[Document extract]

In 1999, Checkpoint Systems broadened its product offering with the purchase of METO, a German provider of handheld labeling systems used by food and discount retailers to brand and price mark merchandise, as well as the Turn-O-Matic D 80 queue number system that "can be found in most supermarkets." The newly acquired company doubled Checkpoint's revenues and helped to expand relationships with European retailers.

Two years later, Checkpoint bought A.W. Printing Inc., a U.S.-based printer of tickets, tags, and labels for apparel retailers and brand owners. This acquisition expanded the company's label printing operations and gave entrée to customers in the soft goods market segment.

By the mid-2000s, Checkpoint had a source tagging program, facilitated by the company's service bureau business. Check-Net®, a web-based platform, started to provide apparel retailers and brand owners with a repository and logistics service to manage all their retail labeling needs.

[/Document extract]

Your goal: Print the Checkpoint Systems history text in full, word for word.

[Information provided]

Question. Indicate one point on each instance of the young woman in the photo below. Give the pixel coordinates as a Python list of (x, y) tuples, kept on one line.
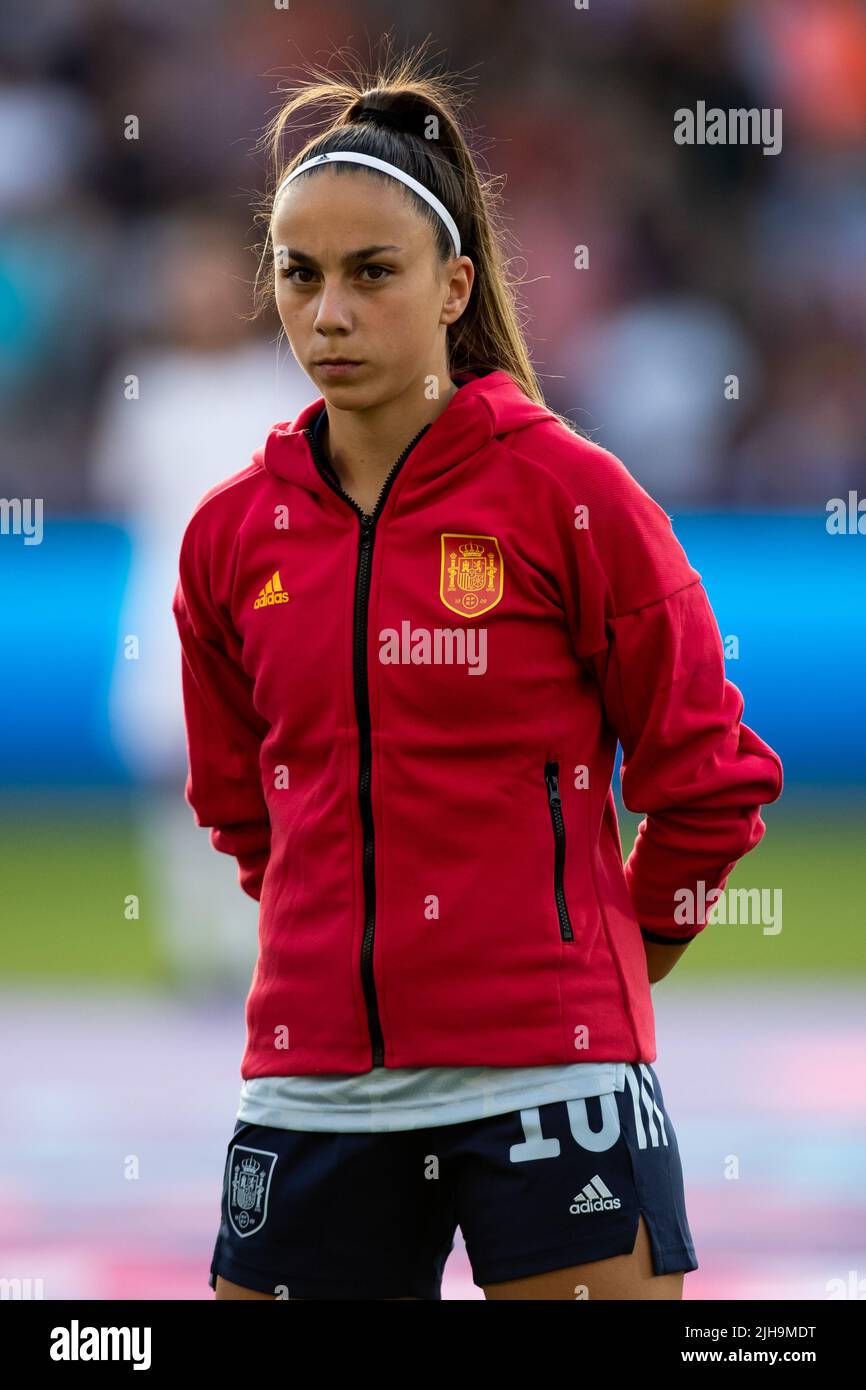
[(413, 630)]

[/Information provided]

Task output:
In 1999, Checkpoint Systems broadened its product offering with the purchase of METO, a German provider of handheld labeling systems used by food and discount retailers to brand and price mark merchandise, as well as the Turn-O-Matic D 80 queue number system that "can be found in most supermarkets." The newly acquired company doubled Checkpoint's revenues and helped to expand relationships with European retailers.

Two years later, Checkpoint bought A.W. Printing Inc., a U.S.-based printer of tickets, tags, and labels for apparel retailers and brand owners. This acquisition expanded the company's label printing operations and gave entrée to customers in the soft goods market segment.

By the mid-2000s, Checkpoint had a source tagging program, facilitated by the company's service bureau business. Check-Net®, a web-based platform, started to provide apparel retailers and brand owners with a repository and logistics service to manage all their retail labeling needs.